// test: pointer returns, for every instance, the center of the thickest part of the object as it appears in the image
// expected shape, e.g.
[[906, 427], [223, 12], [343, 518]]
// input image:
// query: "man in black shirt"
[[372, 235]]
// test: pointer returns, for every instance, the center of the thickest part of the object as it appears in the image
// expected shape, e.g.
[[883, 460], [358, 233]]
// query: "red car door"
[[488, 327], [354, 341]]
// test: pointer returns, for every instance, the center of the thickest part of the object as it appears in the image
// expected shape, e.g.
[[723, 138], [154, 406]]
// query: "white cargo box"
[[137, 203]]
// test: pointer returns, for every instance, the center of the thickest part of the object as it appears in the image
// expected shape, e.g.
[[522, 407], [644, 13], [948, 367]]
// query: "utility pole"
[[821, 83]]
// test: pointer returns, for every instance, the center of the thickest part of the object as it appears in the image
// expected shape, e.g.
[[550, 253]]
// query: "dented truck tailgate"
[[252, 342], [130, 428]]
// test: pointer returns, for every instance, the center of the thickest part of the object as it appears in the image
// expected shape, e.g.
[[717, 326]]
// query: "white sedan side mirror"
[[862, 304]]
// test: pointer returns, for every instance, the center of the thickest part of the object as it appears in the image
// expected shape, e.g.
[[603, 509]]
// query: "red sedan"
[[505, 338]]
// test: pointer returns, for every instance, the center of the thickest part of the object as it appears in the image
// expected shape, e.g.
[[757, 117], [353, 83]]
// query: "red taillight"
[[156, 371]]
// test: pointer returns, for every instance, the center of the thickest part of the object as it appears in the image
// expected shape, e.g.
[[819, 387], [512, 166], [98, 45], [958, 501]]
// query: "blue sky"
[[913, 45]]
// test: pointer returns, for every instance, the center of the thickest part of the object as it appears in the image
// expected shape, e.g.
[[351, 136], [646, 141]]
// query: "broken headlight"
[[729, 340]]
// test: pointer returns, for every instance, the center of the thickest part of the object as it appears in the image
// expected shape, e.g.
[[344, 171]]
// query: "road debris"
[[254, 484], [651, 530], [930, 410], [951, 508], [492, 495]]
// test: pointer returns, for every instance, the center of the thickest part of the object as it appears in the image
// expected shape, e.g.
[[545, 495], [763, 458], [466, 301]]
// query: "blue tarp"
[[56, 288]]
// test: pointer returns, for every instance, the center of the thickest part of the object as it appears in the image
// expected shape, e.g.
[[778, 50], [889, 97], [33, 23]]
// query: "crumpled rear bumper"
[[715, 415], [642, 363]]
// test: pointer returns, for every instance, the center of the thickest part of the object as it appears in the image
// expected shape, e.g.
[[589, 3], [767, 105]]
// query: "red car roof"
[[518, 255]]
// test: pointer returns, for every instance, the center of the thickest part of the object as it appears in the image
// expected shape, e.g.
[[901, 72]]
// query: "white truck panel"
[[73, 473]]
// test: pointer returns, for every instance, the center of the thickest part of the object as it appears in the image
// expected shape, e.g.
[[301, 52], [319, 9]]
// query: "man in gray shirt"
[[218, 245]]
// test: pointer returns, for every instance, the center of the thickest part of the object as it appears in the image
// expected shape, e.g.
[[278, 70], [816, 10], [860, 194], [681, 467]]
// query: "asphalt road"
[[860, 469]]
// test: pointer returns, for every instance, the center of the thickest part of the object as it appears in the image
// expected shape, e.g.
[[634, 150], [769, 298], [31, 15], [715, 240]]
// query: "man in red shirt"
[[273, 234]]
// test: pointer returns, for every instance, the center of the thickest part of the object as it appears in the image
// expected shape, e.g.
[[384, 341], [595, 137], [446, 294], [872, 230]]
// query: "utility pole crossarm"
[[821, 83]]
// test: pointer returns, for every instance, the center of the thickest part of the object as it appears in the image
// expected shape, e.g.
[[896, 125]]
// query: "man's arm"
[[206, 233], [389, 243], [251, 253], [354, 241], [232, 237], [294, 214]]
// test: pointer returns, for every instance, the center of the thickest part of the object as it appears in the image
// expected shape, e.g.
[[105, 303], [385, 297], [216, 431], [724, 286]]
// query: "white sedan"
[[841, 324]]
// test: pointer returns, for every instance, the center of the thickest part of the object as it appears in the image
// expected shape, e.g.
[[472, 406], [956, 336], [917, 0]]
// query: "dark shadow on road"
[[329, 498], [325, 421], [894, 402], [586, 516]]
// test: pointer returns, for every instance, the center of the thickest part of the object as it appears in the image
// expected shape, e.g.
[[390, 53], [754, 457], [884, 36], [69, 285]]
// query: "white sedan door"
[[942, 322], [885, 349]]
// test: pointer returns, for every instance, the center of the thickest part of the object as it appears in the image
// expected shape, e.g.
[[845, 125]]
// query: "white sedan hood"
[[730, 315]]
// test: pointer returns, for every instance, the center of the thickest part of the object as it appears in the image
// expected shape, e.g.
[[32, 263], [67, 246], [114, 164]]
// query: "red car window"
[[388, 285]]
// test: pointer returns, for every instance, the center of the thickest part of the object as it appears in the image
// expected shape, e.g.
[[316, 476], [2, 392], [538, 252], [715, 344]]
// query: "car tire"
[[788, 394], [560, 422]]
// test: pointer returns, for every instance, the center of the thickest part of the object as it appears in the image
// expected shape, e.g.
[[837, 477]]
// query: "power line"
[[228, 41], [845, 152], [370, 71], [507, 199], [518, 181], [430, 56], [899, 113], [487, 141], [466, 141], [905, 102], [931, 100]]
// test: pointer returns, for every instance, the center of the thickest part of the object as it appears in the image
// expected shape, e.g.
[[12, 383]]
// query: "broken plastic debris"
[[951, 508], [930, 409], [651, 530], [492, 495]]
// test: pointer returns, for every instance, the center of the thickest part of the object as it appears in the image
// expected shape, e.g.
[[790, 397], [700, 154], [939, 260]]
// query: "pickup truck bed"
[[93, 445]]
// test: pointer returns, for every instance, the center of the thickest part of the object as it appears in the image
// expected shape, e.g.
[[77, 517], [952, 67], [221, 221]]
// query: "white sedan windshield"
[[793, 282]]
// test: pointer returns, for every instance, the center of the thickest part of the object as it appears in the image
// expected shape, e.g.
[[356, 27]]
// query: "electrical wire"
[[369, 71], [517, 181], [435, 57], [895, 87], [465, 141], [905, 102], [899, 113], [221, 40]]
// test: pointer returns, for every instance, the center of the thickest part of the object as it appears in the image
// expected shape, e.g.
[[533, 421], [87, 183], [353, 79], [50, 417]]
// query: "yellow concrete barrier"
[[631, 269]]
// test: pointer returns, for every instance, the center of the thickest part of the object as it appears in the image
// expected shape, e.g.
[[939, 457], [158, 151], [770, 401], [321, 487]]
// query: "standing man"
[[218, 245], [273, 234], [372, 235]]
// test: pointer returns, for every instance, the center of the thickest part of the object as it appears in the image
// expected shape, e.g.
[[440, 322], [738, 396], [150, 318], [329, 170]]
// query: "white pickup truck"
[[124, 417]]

▬▬▬▬▬▬

- What you are asked to do:
Nothing is to be left out: set down all the records again exactly.

- Output for this task:
// test: pointer returns, for every instance, the center of the thickest part of the object as it appears in the image
// expected shape, e.g.
[[906, 427], [223, 12], [343, 518]]
// input image:
// query: "man in black shirt"
[[372, 235]]
// test: pointer returns, for every instance, the center of the thickest part of the object as it appears in the image
// expected shape, e.g.
[[883, 460], [358, 233]]
// query: "red car door"
[[488, 327], [354, 341]]
// test: pointer returns, for every instance, the center of the thickest part of the object as it appears in the image
// expected shape, e.g.
[[723, 138], [154, 406]]
// query: "white cargo box"
[[137, 203]]
// test: pointer returns, for every instance, the center of the thickest part of the object as it appears in the image
// expected shape, e.g.
[[522, 407], [644, 13], [948, 367]]
// query: "utility pole"
[[821, 83]]
// test: pointer returns, for every instance, the center of the thickest part of the object as it appears in the image
// expected shape, e.g.
[[550, 253]]
// query: "dented truck tailgate"
[[252, 342], [130, 428]]
// test: pointer returns, for every instance, the center of the thickest part of the object as it appears in the image
// expected shape, e.g.
[[717, 326]]
// query: "white sedan side mirror"
[[862, 304]]
// test: pointer returns, for every instance, the center of the thickest part of the object as it appears in the image
// expected shape, e.g.
[[603, 509]]
// query: "red sedan"
[[505, 338]]
// test: pointer returns, for every instance, the center of the thickest part of the object as it appears in the image
// expected shape, e.g.
[[757, 117], [353, 83]]
// query: "red taillight"
[[156, 371]]
// test: pointer returns, for every instance, the center of the thickest part of the object as it appears in the image
// expected shape, e.g.
[[819, 387], [512, 166], [98, 45], [958, 501]]
// query: "blue sky"
[[913, 45]]
// test: pointer returns, for every instance, the center of the thickest part of the object as it appears in the image
// expected shape, e.g.
[[351, 136], [646, 141]]
// query: "broken headlight"
[[729, 340]]
// test: pointer returns, for every instance, the center of the thickest part of the object as it appears in the image
// expected shape, e.g.
[[344, 171]]
// query: "road debris"
[[254, 484], [651, 530], [930, 410], [951, 508], [492, 495]]
// test: pointer returns, for every instance, the center of the thickest part of the object as it appears in the image
// expected shape, e.g.
[[545, 495], [763, 458], [466, 301]]
// query: "blue tarp"
[[56, 288]]
// test: pointer returns, for every instance, the center of the thickest part of the object as it appears in the image
// expected shape, e.g.
[[778, 50], [889, 97], [33, 23]]
// query: "crumpled rear bumper"
[[715, 415], [642, 363]]
// test: pointer returns, for every instance, the center of the thickest part of the object as it appears in the image
// expected shape, e.g.
[[589, 3], [767, 105]]
// query: "red car roof"
[[518, 255]]
// test: pointer returns, for every instance, the center of the thickest part of the object as it appears in the image
// expected shape, e.g.
[[901, 72]]
// query: "white truck panel"
[[73, 473]]
// test: pointer returns, for every instance, the center of the thickest part of the object as it appears in the image
// expected shape, e.g.
[[301, 52], [319, 9]]
// query: "man in gray shirt"
[[218, 245]]
// test: pointer returns, for every instance, the center of the thickest part of the object as it appears in the image
// expected shape, e.g.
[[278, 70], [816, 10], [860, 194], [681, 467]]
// query: "asphalt road"
[[860, 469]]
// test: pointer returns, for every instance, the center of the thickest part of the object as it appears in the image
// expected shape, e.g.
[[634, 150], [769, 298], [31, 15], [715, 240]]
// query: "man in red shirt"
[[273, 234]]
// test: pointer returns, for every instance, the center of the thickest part of the object as it appears in the image
// expected shape, e.g.
[[384, 341], [595, 137], [446, 294], [872, 230]]
// query: "utility pole crossarm"
[[821, 83]]
// test: pointer returns, for every instance, the center of the thickest part of the object as it appears in the image
// expected shape, e.g.
[[896, 125]]
// query: "man's arm"
[[206, 233], [389, 243], [251, 253], [354, 241], [232, 237], [294, 214]]
// test: pointer returns, for every instance, the center of the thickest part of the object as it appears in the image
// expected shape, e.g.
[[105, 303], [385, 297], [216, 431], [724, 286]]
// query: "white sedan"
[[841, 324]]
// test: pointer returns, for every instance, the center of the thickest part of the object as it appears in the image
// expected shape, e.g.
[[472, 406], [956, 336], [917, 0]]
// query: "dark shadow on road"
[[329, 498], [325, 421], [894, 402], [586, 516]]
// test: pointer returns, for every instance, the center of the thickest part of the object as it appears in the image
// expected shape, e.g.
[[390, 53], [754, 457], [884, 36], [69, 285]]
// query: "white sedan door"
[[942, 322], [885, 349]]
// test: pointer returns, for every instance, the center of the thickest part of the object as it appears in the image
// expected shape, e.g.
[[845, 125]]
// query: "white sedan hood"
[[730, 315]]
// test: pointer returns, for every instance, the center of the thickest part of the object as it appears in the image
// expected shape, e.g.
[[32, 263], [67, 246], [114, 164]]
// query: "red car window"
[[388, 285]]
// test: pointer returns, for every instance, the center of the thickest part of the object as it appears in the image
// expected shape, e.g.
[[316, 476], [2, 392], [538, 252], [715, 344]]
// query: "car tire"
[[788, 394], [560, 422]]
// test: pointer returns, for every instance, the center of the thickest part of the object as it appears in the image
// expected shape, e.g.
[[837, 477]]
// query: "power line"
[[228, 41], [845, 152], [370, 71], [507, 199], [518, 181], [430, 56], [899, 113], [487, 141], [466, 141], [905, 102], [931, 100]]
// test: pointer returns, for every instance, the center of the thickest part of the object as it appears in the image
// expected shape, e.g.
[[12, 383]]
// query: "broken plastic debris"
[[951, 508], [930, 409], [651, 530], [492, 495]]
// test: pointer returns, for every instance, the center of the thickest part of the object as it appears in the image
// expected shape, e.g.
[[790, 397], [700, 154], [939, 260]]
// query: "pickup truck bed"
[[93, 445]]
// test: pointer returns, for every instance, the center of the thickest part of the object as it appears in the image
// expected shape, e.g.
[[77, 517], [952, 67], [221, 221]]
// query: "white sedan windshield"
[[793, 282]]
// test: pointer returns, for every instance, the center of the thickest part of the object as it appears in the image
// expected shape, e.g.
[[356, 27]]
// query: "electrical wire"
[[369, 71], [517, 181], [435, 57], [895, 87], [465, 141], [905, 102], [899, 113], [221, 40]]
// test: pointer returns, for every instance, the center of the thickest part of the object as it appears in the image
// expected shape, e.g.
[[533, 421], [87, 183], [353, 79], [50, 417]]
// query: "yellow concrete barrier"
[[631, 269]]
// test: pointer returns, for every instance, the center of the thickest part of the object as it appears in the image
// expected shape, e.g.
[[939, 457], [158, 151], [770, 401], [321, 487]]
// query: "standing man"
[[218, 245], [273, 234], [372, 235]]
// test: pointer returns, for every instance, the center of the thickest part of the object as it appears in the image
// expected shape, e.g.
[[440, 322], [738, 396], [150, 318], [329, 170]]
// query: "white pickup truck"
[[124, 417]]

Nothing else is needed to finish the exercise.